▸ Given problem 1:
In the judgment excerpt, what date does the actual contract cited at page 66 of the typed set bear?

▸ Source passage:

- - - - - - -

6. We have critically commented on the orders of the Assessing Authority, first appellate authority and the Appellate Tribunal, because many of the statements in their orders are factually incorrect and some of the inferences made by the authorities from the factual records are also legally unsustainable. We will presently proceed to refer to the records and materials to prove that the authorities have made inferences, which are totally unsustainable in law and would practically amount to a perverse inference, which no ordinary person will make even on a bare perusal of the document.

7. Mr. N. Sriprakash, learned counsel, has argued the case for the petitioner, by pressing three points : (2) Even if there was an independent sale by assessee to SPIC Ltd., it was so inextricably connected with the sale by the foreign seller, that the whole transaction would fall within the expression, "purchase of goods in the course of import".

(3) In any event, the levy of penalty under Section 12(5)(iii) of the TNGST Act is not warranted, because the assessment was under Section 12(2) of the TNGST Act.

8. On the other hand, Mr. R. Mahadevan, learned Government Advocate for the Revenue, has pointed out on the very same materials that there were two independent sales and the sale by the assessee to SPIC Ltd., was assessable under the TNGST Act, 1959.

9. Both the counsel have relied upon several decisions. We will first advert to the documents relied on before us and the legal inference that can be drawn from the documents as to whether there was a relationship of principal and agent between the parties, namely, SPIC Ltd., and the assessee respectively. We start with the admitted fact that the import was a joint purchase by the assessee and the SPIC Ltd. This has been referred to in the order of assessment as well as in the order of the Appellate Tribunal. To avoid any dispute on this fact, we will refer to the actual contract dated June 24, 1983 at page 66 of typed set which says that the buyers are "Rashtriya Chemicals & Fertilisers Limited, Bombay, for its own use and also as agent on behalf of Fertilizers and Chemicals Travancore Ltd., Cochin, Southern Petrochemical Industries Corporation, Tuticorin and Indian Farmers Fertilizers Co-operative Ltd., Kandla". There is also a reference to joint purchase by SPIC Ltd., and assessee in clear terms, in Clause 2 of the contract entered between the assessee and SPIC Ltd. On the above admitted terms of purchase, what is the legal inference one can draw regarding the relationship of the assessee and SPIC Ltd., or the other customers 10. Learned counsel for the petitioner refers to Halsbury's Laws of England regarding the meaning of the words "joint purchase". In the 4th Edition of Halsbury's Laws of England, at page 622 of volume 35, it is stated as follows : "Possession by co-owners.--Where two or more persons are concurrent owners of the same property each ordinarily has both the possession and the right to possession of the whole contemporaneously with the others. Hence one of two co-owners cannot ordinarily maintain an action against the other for the common chattel while it is in the other's possession. In the case of joint ownership, the joint owners have both single possession and a single joint right to possess.

Owners in common have single possession, but several rights to possess," Further at page 637, it is explained that joint ownership or joint tenancy is marked by the following four significant characters : (1) Unity of possession, (2) Unity of interest, (3) Unity of title and (4) Unity of time of commencement.

- - - - - - -

Region labeling rows:

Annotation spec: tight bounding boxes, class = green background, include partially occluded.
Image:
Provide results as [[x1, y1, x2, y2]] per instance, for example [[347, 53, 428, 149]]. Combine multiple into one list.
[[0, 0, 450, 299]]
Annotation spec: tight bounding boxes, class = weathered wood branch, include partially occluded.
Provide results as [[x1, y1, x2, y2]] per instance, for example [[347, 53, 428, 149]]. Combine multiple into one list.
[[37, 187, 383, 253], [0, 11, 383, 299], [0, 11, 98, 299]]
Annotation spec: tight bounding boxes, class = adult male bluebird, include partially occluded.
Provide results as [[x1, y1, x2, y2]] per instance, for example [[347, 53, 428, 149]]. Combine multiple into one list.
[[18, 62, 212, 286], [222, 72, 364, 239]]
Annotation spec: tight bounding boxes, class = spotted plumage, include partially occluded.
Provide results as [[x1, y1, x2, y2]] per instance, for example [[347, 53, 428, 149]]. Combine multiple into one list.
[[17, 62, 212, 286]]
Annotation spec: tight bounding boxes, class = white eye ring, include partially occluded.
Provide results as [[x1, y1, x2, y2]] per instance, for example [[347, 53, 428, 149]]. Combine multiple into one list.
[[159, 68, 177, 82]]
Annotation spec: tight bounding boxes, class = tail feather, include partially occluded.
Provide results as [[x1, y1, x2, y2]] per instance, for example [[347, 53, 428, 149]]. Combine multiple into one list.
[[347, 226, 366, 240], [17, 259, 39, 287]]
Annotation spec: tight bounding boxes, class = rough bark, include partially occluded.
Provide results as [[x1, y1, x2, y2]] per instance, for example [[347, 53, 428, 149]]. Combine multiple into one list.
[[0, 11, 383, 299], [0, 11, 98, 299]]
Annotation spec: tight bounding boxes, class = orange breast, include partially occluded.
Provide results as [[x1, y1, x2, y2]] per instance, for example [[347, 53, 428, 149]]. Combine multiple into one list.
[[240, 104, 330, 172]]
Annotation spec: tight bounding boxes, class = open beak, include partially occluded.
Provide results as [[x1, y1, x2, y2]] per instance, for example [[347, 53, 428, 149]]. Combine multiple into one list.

- - - - - - -

▸ Given problem 2:
Convert the rows from the line containing "Annotation spec: tight bounding boxes, class = tail" through the final line of the rows into a JSON list of strings, one string per line, with blank lines omitted. Include only those lines.

▸ Exercise output 1:
June 24, 1983.

▸ Exercise output 2:
[
  "Annotation spec: tight bounding boxes, class = tail feather, include partially occluded.",
  "Provide results as [[x1, y1, x2, y2]] per instance, for example [[347, 53, 428, 149]]. Combine multiple into one list.",
  "[[347, 226, 366, 240], [17, 259, 39, 287]]",
  "Annotation spec: tight bounding boxes, class = rough bark, include partially occluded.",
  "Provide results as [[x1, y1, x2, y2]] per instance, for example [[347, 53, 428, 149]]. Combine multiple into one list.",
  "[[0, 11, 383, 299], [0, 11, 98, 299]]",
  "Annotation spec: tight bounding boxes, class = orange breast, include partially occluded.",
  "Provide results as [[x1, y1, x2, y2]] per instance, for example [[347, 53, 428, 149]]. Combine multiple into one list.",
  "[[240, 104, 330, 172]]",
  "Annotation spec: tight bounding boxes, class = open beak, include partially occluded.",
  "Provide results as [[x1, y1, x2, y2]] per instance, for example [[347, 53, 428, 149]]. Combine multiple into one list."
]